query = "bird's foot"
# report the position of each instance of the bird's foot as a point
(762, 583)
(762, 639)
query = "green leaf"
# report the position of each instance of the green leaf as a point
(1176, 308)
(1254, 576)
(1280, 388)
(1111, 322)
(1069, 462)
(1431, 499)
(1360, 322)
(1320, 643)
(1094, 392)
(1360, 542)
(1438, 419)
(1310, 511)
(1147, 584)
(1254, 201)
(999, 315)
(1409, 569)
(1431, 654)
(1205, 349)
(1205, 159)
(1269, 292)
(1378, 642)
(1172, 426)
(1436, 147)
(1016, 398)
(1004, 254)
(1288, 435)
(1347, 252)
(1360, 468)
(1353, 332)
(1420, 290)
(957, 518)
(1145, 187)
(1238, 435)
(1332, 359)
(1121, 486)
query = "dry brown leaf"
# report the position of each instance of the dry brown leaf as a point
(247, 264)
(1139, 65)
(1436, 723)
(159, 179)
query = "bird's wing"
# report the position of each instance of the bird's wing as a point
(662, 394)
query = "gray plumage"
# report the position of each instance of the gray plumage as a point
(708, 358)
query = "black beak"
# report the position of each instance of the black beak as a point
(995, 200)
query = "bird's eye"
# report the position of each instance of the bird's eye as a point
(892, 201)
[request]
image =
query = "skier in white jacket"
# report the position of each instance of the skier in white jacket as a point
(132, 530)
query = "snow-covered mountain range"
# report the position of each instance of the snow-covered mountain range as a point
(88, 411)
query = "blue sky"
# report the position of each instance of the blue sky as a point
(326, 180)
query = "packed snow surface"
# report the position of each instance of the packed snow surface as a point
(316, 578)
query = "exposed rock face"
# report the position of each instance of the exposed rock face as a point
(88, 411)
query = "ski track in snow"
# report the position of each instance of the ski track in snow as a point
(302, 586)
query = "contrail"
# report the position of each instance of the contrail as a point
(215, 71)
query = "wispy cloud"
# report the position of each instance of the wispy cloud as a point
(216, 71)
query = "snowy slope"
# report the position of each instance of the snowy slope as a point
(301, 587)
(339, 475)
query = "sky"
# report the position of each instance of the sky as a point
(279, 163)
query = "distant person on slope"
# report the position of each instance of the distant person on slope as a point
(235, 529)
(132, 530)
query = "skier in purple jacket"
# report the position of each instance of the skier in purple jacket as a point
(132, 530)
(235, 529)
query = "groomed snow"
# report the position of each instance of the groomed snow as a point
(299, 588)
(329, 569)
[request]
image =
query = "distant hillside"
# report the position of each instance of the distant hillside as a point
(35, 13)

_Short task_
Select every line in the entries above that contains the string "groomed", treating the match as case-sensitive.

_Output of the task_
query = "groomed snow"
# report the position of each instance of the groomed snow as a point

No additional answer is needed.